WHAT YOU HAVE TO DO
Scan the material below and count each line with the string "wooden". Reply with the count alone.

WORKING DATA

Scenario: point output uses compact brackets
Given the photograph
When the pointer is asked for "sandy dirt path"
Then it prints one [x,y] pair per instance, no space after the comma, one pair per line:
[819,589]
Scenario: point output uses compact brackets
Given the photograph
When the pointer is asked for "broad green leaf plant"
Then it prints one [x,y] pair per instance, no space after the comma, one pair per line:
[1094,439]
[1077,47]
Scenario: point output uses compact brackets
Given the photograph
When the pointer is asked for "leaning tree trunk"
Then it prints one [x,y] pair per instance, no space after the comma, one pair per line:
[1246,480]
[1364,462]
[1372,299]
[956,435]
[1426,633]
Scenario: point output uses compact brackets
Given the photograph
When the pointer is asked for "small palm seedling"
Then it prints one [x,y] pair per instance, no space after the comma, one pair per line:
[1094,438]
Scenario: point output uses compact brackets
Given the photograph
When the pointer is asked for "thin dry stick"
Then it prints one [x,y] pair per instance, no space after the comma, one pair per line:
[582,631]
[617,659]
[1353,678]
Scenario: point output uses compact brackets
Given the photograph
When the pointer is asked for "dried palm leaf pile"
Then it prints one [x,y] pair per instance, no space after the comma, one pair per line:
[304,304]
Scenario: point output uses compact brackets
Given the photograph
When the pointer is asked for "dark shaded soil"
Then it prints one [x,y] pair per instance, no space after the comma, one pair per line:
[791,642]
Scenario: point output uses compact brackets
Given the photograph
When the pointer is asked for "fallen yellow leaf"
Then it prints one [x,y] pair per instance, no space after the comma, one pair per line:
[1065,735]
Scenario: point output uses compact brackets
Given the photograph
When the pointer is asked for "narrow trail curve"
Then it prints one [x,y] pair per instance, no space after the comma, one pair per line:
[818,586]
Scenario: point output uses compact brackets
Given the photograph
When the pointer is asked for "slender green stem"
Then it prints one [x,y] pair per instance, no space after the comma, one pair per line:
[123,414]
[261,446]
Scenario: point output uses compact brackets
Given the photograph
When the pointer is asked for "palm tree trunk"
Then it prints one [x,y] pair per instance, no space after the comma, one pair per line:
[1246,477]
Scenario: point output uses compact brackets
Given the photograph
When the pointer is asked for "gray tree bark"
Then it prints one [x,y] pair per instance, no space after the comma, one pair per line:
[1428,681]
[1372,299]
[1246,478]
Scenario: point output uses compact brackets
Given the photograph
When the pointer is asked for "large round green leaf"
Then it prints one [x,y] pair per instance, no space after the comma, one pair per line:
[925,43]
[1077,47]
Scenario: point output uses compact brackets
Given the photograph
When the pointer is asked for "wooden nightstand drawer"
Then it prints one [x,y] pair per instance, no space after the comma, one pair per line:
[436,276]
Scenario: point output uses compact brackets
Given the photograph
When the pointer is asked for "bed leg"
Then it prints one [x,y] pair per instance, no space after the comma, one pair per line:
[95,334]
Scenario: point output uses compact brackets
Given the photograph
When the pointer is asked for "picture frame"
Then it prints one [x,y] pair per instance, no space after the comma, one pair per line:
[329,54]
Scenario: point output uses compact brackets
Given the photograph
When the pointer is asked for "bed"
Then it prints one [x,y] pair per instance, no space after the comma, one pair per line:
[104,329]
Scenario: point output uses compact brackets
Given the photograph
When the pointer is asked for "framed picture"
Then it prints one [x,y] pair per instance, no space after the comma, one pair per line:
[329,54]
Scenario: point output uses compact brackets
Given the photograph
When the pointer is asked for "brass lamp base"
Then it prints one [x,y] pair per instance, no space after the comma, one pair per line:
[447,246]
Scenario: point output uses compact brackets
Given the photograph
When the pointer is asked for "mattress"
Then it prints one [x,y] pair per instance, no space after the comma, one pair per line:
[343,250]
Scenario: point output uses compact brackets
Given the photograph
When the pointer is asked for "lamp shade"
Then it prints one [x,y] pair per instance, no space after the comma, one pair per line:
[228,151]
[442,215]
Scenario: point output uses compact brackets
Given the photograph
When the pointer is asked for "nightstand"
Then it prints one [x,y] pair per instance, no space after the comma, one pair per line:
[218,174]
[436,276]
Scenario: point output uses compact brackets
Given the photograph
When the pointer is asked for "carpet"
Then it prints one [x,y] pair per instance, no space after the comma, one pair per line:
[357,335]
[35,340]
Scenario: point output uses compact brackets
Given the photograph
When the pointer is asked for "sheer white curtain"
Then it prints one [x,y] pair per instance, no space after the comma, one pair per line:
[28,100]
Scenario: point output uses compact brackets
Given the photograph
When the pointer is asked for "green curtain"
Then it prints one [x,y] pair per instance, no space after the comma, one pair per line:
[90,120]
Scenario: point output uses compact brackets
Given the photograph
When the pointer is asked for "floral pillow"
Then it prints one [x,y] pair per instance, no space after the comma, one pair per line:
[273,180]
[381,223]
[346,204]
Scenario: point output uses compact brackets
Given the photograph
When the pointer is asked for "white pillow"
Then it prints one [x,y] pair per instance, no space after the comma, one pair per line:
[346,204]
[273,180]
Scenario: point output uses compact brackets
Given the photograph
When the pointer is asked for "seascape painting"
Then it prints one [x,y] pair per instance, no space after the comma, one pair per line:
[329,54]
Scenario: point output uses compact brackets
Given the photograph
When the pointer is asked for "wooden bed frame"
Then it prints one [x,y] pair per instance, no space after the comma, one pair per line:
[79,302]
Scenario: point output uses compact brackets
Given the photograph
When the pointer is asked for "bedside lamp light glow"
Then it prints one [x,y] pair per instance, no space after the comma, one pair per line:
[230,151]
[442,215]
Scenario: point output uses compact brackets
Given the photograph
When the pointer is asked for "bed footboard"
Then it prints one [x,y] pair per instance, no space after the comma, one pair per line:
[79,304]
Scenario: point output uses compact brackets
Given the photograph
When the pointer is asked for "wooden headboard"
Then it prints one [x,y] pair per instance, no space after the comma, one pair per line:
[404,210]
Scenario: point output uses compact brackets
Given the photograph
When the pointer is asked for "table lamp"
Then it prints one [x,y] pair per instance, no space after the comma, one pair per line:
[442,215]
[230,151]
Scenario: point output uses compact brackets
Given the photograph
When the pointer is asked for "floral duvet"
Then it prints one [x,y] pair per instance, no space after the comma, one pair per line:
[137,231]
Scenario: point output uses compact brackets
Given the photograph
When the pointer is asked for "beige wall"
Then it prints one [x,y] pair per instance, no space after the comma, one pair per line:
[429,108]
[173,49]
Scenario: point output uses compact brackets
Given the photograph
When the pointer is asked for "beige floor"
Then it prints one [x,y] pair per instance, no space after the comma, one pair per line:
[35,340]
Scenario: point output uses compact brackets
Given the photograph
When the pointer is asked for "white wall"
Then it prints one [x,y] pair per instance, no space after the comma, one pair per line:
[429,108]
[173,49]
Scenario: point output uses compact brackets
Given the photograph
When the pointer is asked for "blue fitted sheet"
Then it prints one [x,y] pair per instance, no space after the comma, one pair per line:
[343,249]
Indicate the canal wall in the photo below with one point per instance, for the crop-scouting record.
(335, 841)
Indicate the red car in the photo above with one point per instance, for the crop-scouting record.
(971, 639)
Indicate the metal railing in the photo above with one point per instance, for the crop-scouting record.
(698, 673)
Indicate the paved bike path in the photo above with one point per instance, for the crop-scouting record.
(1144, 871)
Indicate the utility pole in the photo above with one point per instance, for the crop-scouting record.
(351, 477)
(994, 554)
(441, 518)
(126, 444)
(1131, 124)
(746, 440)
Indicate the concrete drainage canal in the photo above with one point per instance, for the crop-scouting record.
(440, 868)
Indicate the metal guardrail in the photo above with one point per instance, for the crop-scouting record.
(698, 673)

OUTPUT OF THE TASK
3